(Collection entries)
^^^^^^^^^^^^^^^^

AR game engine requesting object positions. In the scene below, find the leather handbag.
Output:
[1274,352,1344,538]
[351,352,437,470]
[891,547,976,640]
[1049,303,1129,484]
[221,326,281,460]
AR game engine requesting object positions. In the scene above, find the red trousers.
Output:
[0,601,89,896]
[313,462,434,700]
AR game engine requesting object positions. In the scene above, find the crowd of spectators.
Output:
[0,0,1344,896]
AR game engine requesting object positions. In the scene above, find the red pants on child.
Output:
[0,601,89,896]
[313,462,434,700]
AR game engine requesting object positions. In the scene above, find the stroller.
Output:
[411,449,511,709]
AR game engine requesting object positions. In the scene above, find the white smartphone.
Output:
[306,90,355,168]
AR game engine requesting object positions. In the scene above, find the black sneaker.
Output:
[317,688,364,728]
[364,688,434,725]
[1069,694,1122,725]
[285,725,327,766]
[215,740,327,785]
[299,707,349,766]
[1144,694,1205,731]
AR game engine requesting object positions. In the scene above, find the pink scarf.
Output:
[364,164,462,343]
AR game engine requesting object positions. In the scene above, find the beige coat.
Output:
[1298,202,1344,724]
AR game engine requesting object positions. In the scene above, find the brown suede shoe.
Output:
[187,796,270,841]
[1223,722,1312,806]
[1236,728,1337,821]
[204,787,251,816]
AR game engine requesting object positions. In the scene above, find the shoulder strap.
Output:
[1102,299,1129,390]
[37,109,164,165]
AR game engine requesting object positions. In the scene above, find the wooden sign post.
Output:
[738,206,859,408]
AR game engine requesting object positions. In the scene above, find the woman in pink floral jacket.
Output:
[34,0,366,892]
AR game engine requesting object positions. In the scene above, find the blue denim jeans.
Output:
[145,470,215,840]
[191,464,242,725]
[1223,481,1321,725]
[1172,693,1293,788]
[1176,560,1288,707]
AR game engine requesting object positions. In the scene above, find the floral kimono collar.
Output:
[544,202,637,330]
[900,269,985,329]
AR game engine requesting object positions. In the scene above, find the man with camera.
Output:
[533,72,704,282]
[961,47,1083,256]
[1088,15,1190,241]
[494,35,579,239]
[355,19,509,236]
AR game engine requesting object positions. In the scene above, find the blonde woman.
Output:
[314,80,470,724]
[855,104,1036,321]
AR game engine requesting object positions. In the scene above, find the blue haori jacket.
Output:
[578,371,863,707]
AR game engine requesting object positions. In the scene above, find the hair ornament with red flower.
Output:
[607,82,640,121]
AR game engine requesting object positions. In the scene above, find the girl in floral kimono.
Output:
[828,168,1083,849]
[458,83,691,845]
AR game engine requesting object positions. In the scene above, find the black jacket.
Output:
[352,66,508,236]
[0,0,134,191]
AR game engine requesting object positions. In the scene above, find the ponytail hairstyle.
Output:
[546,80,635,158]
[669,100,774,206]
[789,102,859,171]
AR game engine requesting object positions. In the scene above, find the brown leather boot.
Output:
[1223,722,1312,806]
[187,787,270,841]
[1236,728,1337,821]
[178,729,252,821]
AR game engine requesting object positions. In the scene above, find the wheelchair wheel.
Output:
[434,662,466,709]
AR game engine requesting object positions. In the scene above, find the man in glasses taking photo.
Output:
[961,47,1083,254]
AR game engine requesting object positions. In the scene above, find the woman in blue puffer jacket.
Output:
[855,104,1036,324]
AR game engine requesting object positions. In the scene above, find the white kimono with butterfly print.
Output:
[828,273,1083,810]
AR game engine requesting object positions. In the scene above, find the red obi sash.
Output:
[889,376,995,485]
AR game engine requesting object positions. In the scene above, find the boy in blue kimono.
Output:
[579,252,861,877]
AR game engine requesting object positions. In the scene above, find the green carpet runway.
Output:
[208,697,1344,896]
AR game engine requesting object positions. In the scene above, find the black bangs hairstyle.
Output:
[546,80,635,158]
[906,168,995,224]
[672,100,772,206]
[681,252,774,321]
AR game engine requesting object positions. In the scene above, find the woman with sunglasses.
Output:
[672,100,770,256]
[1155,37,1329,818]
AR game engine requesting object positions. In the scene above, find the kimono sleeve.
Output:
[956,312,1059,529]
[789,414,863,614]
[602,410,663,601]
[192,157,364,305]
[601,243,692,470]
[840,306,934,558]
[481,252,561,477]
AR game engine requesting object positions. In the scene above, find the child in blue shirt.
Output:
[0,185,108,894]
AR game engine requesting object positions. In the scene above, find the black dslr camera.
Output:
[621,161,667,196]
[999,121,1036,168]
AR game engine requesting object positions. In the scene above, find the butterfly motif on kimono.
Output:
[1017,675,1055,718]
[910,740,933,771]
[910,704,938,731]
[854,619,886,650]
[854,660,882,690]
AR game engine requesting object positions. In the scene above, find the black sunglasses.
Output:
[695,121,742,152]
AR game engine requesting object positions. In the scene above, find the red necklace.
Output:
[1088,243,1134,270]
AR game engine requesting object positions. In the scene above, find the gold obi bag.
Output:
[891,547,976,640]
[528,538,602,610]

^^^^^^^^^^^^^^^^

Given instruction ->
Render each line of the rows above as a Markdown table with two columns, "No." for the line number and "Line" for its text, omitting blank lines.

Task answer ->
| No. | Line |
|---|---|
| 1 | AR game engine requesting object positions. In the scene below, find the leather handbag. |
| 2 | Output: |
| 3 | [1274,352,1344,538] |
| 4 | [351,352,437,470] |
| 5 | [891,547,976,640] |
| 6 | [1049,303,1129,484] |
| 7 | [221,326,281,460] |
| 8 | AR game engine requesting object positions. In the scene above, find the red trousers. |
| 9 | Output: |
| 10 | [0,601,89,896] |
| 11 | [313,462,434,700] |
| 12 | AR game engine requesting object positions. In the scene above, find the crowd of spectators. |
| 13 | Output: |
| 14 | [0,0,1344,896] |
| 15 | AR game engine requesting object positions. In the scene above, find the red pants on child. |
| 16 | Output: |
| 17 | [0,601,89,896] |
| 18 | [313,462,434,700] |
| 19 | AR game engine requesting object positions. In the scene above, find the stroller. |
| 20 | Output: |
| 21 | [411,449,511,709] |
| 22 | AR game engine requesting object positions. In the scene above, find the white smartphone. |
| 23 | Output: |
| 24 | [306,90,355,168] |
| 25 | AR game engine requesting object positions. In the scene above, find the black sneaker. |
| 26 | Output: |
| 27 | [317,688,364,728] |
| 28 | [364,688,434,725] |
| 29 | [1069,694,1122,725] |
| 30 | [285,725,327,766] |
| 31 | [215,740,327,785] |
| 32 | [299,707,349,766] |
| 33 | [1144,694,1205,731] |
| 34 | AR game engine requesting object positions. In the scene above, find the pink scarf. |
| 35 | Output: |
| 36 | [364,164,462,343] |
| 37 | AR game engine requesting object positions. In the scene above, find the beige coat. |
| 38 | Output: |
| 39 | [1298,202,1344,724] |
| 40 | AR game engine requesting object positions. In the scene above, find the brown suede shoe. |
| 41 | Output: |
| 42 | [187,796,270,841] |
| 43 | [1223,722,1312,806] |
| 44 | [1236,728,1337,821] |
| 45 | [204,787,251,816] |
| 46 | AR game engine requesting object positions. In the scene above, find the shoulder strap. |
| 47 | Output: |
| 48 | [1102,299,1129,390] |
| 49 | [37,109,164,165] |
| 50 | AR game engine requesting object positions. In the scene above, find the wooden sign post. |
| 51 | Output: |
| 52 | [738,206,859,408] |
| 53 | AR game engine requesting object positions. In the scene above, find the woman in pink floral jacket. |
| 54 | Output: |
| 55 | [34,0,366,892] |
| 56 | AR game engine requesting object positions. In the scene above, find the blue denim jeans. |
| 57 | Output: |
| 58 | [145,470,215,840] |
| 59 | [191,464,242,725] |
| 60 | [1223,481,1321,725] |
| 61 | [1172,693,1293,788] |
| 62 | [1176,560,1288,707] |
| 63 | AR game engine requesting object positions. In the scene above, find the floral kimono collar. |
| 64 | Output: |
| 65 | [544,202,637,330] |
| 66 | [900,269,985,329] |
| 67 | AR game engine requesting object positions. In the scene above, find the man with camera. |
| 68 | Output: |
| 69 | [533,72,704,282] |
| 70 | [961,47,1083,256] |
| 71 | [1088,15,1190,241] |
| 72 | [494,35,579,239] |
| 73 | [355,19,509,236] |
| 74 | AR game engine requesting object positions. In the scene above, find the blonde woman. |
| 75 | Output: |
| 76 | [314,80,470,724] |
| 77 | [855,104,1036,321] |
| 78 | AR game engine requesting object positions. In the scene above, find the blue haori jacket. |
| 79 | Output: |
| 80 | [578,371,863,707] |
| 81 | AR game engine requesting object positions. In the scene above, find the hair ornament with red flower. |
| 82 | Output: |
| 83 | [607,82,640,121] |
| 84 | AR game engine requesting object positions. In the scene above, find the girl in floral kimono. |
| 85 | Output: |
| 86 | [828,168,1083,849] |
| 87 | [458,83,691,845] |
| 88 | AR game engine requesting object positions. In the scene above, find the black jacket. |
| 89 | Output: |
| 90 | [352,66,508,236] |
| 91 | [0,0,134,191] |
| 92 | AR game engine requesting object positions. In the scene above, find the ponytail hairstyle. |
| 93 | Output: |
| 94 | [546,80,635,158] |
| 95 | [669,100,774,206] |
| 96 | [789,102,859,171] |
| 97 | AR game engine requesting object positions. In the scene above, find the brown leather boot. |
| 98 | Output: |
| 99 | [1223,722,1312,806] |
| 100 | [187,787,270,841] |
| 101 | [1236,728,1337,821] |
| 102 | [178,729,252,821] |
| 103 | AR game engine requesting object positions. In the scene above, find the wheelchair wheel. |
| 104 | Output: |
| 105 | [434,662,466,709] |
| 106 | AR game engine requesting object positions. In the scene above, find the man in glasses taking photo. |
| 107 | Output: |
| 108 | [961,47,1083,254] |
| 109 | AR game engine requesting object positions. In the scene above, find the woman in blue puffer jacket. |
| 110 | Output: |
| 111 | [855,104,1036,324] |
| 112 | AR game engine requesting object positions. In the scene above, find the white kimono with butterfly print. |
| 113 | Output: |
| 114 | [828,273,1083,810] |
| 115 | AR game engine requesting object positions. In the scene above, find the red obi sash. |
| 116 | Output: |
| 117 | [889,376,995,485] |
| 118 | AR game engine requesting object positions. In the scene above, find the boy in blue kimono. |
| 119 | Output: |
| 120 | [579,252,861,877] |
| 121 | AR game engine requesting object positions. In the scene above, find the green carpet runway. |
| 122 | Output: |
| 123 | [208,697,1344,896] |
| 124 | AR game engine requesting object positions. In the scene above, find the black bangs hairstyle. |
| 125 | Output: |
| 126 | [546,80,635,158] |
| 127 | [906,168,995,224] |
| 128 | [672,100,772,206] |
| 129 | [681,252,774,321] |
| 130 | AR game engine requesting object positions. In the scene above, find the woman with sunglasses. |
| 131 | Output: |
| 132 | [672,100,770,256] |
| 133 | [1155,37,1329,818] |
| 134 | AR game engine requesting object positions. In the scene above, find the kimono sleeve. |
| 135 | Output: |
| 136 | [956,312,1059,529] |
| 137 | [789,414,863,614] |
| 138 | [602,410,663,601] |
| 139 | [192,157,364,305] |
| 140 | [601,243,692,470] |
| 141 | [840,306,934,558] |
| 142 | [481,252,561,477] |
| 143 | AR game engine requesting object positions. In the scene above, find the child in blue shirt. |
| 144 | Output: |
| 145 | [0,185,108,894] |
| 146 | AR game engine requesting object positions. In the scene above, find the black dslr camera. |
| 147 | Output: |
| 148 | [621,161,667,196] |
| 149 | [999,121,1036,168] |
| 150 | AR game engine requesting object positions. In the scene above, find the butterfly motif on kimono. |
| 151 | Output: |
| 152 | [1017,675,1055,718] |
| 153 | [910,740,933,771] |
| 154 | [910,704,938,731] |
| 155 | [854,619,886,650] |
| 156 | [854,660,882,690] |
| 157 | AR game engine requesting object positions. In the scene above, find the black sunglasses. |
| 158 | Output: |
| 159 | [695,121,742,152] |
| 160 | AR game engine requesting object positions. In the scene above, find the red necklace. |
| 161 | Output: |
| 162 | [1088,243,1134,270] |
| 163 | AR game engine requesting object positions. In the scene above, find the gold obi bag. |
| 164 | Output: |
| 165 | [891,547,976,640] |
| 166 | [528,538,602,610] |